- PROBLEM: The response must consist of all the records, retyped exactly.

----- TASK MATERIAL -----

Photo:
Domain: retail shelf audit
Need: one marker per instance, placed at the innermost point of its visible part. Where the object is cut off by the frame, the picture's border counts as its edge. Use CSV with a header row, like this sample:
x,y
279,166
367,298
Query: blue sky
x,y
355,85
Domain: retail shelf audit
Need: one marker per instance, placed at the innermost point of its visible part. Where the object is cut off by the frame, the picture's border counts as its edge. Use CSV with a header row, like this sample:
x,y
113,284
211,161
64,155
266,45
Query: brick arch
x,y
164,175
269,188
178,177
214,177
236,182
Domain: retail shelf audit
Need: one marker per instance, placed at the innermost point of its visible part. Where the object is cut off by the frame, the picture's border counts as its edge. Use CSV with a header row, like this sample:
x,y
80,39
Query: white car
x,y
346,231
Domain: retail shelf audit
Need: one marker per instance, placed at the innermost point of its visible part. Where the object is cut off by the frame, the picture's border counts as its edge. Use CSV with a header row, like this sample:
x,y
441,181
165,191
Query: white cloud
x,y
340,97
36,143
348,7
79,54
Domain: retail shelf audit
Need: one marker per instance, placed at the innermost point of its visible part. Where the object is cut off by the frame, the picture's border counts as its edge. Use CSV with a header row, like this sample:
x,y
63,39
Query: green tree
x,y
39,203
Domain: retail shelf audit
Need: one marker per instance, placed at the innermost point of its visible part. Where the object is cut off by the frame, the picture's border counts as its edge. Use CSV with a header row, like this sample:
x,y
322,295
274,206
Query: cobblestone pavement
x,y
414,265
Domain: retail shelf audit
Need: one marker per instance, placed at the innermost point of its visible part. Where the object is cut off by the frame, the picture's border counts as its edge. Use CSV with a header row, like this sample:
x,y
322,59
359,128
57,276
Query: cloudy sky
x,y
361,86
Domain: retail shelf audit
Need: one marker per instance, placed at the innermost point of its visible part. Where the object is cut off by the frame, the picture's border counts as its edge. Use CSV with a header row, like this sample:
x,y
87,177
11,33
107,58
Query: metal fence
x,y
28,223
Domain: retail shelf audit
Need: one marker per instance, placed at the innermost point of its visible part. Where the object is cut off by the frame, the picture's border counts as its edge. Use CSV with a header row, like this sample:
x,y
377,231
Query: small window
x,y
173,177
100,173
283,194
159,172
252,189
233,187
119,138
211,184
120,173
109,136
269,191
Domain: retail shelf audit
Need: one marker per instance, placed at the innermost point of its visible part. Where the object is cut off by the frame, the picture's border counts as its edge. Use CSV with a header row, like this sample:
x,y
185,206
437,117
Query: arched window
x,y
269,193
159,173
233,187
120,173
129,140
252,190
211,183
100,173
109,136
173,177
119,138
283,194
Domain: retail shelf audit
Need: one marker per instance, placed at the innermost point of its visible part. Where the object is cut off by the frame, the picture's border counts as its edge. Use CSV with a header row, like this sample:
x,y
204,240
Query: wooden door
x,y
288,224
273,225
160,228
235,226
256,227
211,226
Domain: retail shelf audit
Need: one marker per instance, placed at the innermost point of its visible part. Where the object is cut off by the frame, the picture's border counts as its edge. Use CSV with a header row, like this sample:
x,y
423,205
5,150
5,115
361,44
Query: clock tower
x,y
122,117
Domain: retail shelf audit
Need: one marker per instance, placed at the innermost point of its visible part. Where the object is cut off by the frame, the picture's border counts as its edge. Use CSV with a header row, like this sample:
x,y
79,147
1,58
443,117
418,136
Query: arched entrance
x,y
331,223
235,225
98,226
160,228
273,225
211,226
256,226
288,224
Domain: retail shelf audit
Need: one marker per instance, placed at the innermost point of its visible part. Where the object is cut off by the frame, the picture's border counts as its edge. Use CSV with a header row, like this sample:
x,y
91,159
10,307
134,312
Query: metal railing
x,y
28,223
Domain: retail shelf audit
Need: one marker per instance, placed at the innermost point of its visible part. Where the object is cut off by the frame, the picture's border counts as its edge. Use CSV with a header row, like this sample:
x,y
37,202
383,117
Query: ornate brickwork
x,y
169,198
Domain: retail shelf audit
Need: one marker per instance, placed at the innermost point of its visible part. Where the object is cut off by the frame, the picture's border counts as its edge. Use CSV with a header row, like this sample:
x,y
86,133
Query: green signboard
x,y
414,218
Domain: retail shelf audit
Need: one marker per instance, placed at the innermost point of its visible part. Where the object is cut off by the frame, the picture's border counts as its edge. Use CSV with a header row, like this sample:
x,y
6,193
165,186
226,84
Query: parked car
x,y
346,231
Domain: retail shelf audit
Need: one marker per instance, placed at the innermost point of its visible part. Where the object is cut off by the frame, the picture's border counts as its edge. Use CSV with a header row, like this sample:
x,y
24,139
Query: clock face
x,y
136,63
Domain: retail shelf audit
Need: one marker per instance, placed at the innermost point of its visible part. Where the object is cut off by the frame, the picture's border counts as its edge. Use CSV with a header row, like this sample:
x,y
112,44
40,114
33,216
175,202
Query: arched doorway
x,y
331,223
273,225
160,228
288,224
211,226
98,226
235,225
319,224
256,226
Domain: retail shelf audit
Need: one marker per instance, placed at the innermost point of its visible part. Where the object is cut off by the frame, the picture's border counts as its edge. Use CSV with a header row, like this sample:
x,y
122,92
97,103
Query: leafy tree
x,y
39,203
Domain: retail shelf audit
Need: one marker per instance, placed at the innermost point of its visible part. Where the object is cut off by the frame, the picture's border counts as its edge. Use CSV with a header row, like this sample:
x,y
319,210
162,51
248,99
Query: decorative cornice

-----

- RESULT:
Photo:
Domain: retail shelf audit
Need: one marker per instance, placed at the innermost point of its visible part. Where the object is cut off by the frame, the picture's border counts as its edge. Use CSV with a header row, like this sample:
x,y
279,166
367,298
Query: blue sky
x,y
355,85
Domain: retail shelf audit
Need: one marker per instance, placed at the innermost point of its visible part. Where the object is cut off by the frame, the picture's border counts as its edge. Use CSV with a header row, like this sample:
x,y
113,284
211,161
64,155
266,45
Query: brick arch
x,y
164,175
269,188
178,177
214,177
236,182
Domain: retail shelf audit
Need: one marker per instance, placed at the innermost point of its visible part. Where the object is cut off by the frame, the picture's border counts as its edge. Use CSV with a header row, like this sample:
x,y
80,39
Query: white car
x,y
346,231
Domain: retail shelf audit
Need: one marker per instance, placed at the innermost point of its visible part. Where the object is cut off by the frame, the picture's border counts as its edge. Use CSV with a header row, like this sample:
x,y
441,181
165,191
Query: white cloud
x,y
340,97
36,143
348,7
79,54
Domain: retail shelf audit
Need: one marker per instance, placed at the innermost point of its visible part. Where the object is cut off by the frame, the picture's border counts as its edge. Use CSV with a header row, like this sample:
x,y
63,39
Query: green tree
x,y
39,203
Domain: retail shelf audit
Need: one marker per instance, placed at the innermost point of its visible part. Where the object is cut off by the frame, the picture's border counts as its edge. Use CSV with a header row, like this sample:
x,y
322,295
274,206
Query: cobblestone pavement
x,y
414,265
Domain: retail shelf audit
Need: one marker per instance, placed at the innermost point of its visible part. Where the object is cut off by the frame, the picture's border counts as its edge. Use CSV with a header row, like this sample:
x,y
322,59
359,128
57,276
Query: cloudy sky
x,y
361,86
Domain: retail shelf audit
Need: one marker per instance, placed at the innermost point of its visible part. Where the object is cut off by the frame, the picture's border counts as its edge. Use CSV with a header row, like this sample:
x,y
87,177
11,33
107,58
Query: metal fence
x,y
28,223
Domain: retail shelf audit
Need: one marker per instance, placed at the innermost point of its visible part. Where the object is cut off by the frame, the picture's border counts as its edge. Use CSV with a header row, like this sample:
x,y
377,231
Query: small window
x,y
173,177
100,173
283,194
159,172
252,189
233,187
119,138
211,184
120,173
109,136
269,191
Domain: retail shelf audit
Need: one marker per instance, placed at the innermost point of its visible part. Where the object is cut off by the frame, the picture's border counts as its edge. Use CSV with a header row, like this sample:
x,y
185,206
437,117
Query: arched window
x,y
269,193
159,173
233,187
120,173
129,140
252,190
211,183
100,173
109,136
173,177
119,138
283,194
Domain: retail shelf audit
Need: one marker per instance, placed at the innermost point of its visible part. Where the object is cut off by the frame, the picture's border counts as its edge. Use CSV with a header row, like this sample:
x,y
204,240
Query: wooden door
x,y
288,224
273,225
160,228
235,226
256,227
211,226
Domain: retail shelf audit
Need: one marker per instance, placed at the innermost point of its visible part. Where the object is cut off by the frame, the picture's border counts as its edge. Use CSV with a header row, like this sample:
x,y
423,205
5,150
5,115
361,44
Query: clock tower
x,y
122,117
Domain: retail shelf audit
Need: one marker per instance, placed at the innermost point of its visible part. Where the object is cut off by the frame, the picture's border counts as its edge. Use CSV with a header row, like this sample:
x,y
79,147
1,58
443,117
418,136
Query: arched entrance
x,y
331,223
235,225
98,226
160,228
273,225
211,226
256,226
288,224
Domain: retail shelf audit
Need: one marker per instance, placed at the innermost point of its visible part. Where the object is cut off by the frame, the picture's border counts as its edge. Use CSV with a header row, like this sample:
x,y
91,159
10,307
134,312
Query: metal railing
x,y
28,223
Domain: retail shelf audit
Need: one marker per instance, placed at the innermost point of its visible part. Where the object is cut off by the frame, the picture's border counts as its edge. Use CSV with a header row, like this sample:
x,y
37,202
383,117
Query: ornate brickwork
x,y
169,198
Domain: retail shelf audit
Need: one marker per instance, placed at the innermost point of its visible part. Where the object is cut off by the frame, the picture's border counts as its edge. Use CSV with a header row, like this sample:
x,y
86,133
Query: green signboard
x,y
414,218
Domain: retail shelf audit
Need: one marker per instance, placed at the innermost point of its visible part. Where the object is cut off by the frame, the picture's border counts as its edge. Use CSV with a header row, like this sample:
x,y
6,193
165,186
226,84
Query: parked car
x,y
346,231
Domain: retail shelf audit
Need: one marker per instance, placed at the innermost point of its visible part. Where the object is cut off by the frame, the picture's border counts as its edge. Use CSV with a header row, like this sample:
x,y
24,139
Query: clock face
x,y
136,63
Domain: retail shelf audit
Need: one marker per instance, placed at the innermost point of its visible part. Where the object is cut off by the frame, the picture's border counts as its edge. Use CSV with a header row, like this sample:
x,y
112,44
40,114
33,216
175,202
Query: arched doorway
x,y
331,223
273,225
160,228
288,224
211,226
98,226
235,225
319,224
256,226
Domain: retail shelf audit
Need: one marker per instance, placed at the innermost point of its visible part. Where the object is cut off by the frame, the picture's border counts as its edge. Use CSV with a header row, like this sample:
x,y
122,92
97,103
Query: leafy tree
x,y
39,203
Domain: retail shelf audit
Need: one marker per instance, placed at the innermost point of its visible part. Where the object is cut off by the frame, the picture's border counts as its edge. Use CSV with a header row, like this sample:
x,y
319,210
162,51
248,99
Query: decorative cornice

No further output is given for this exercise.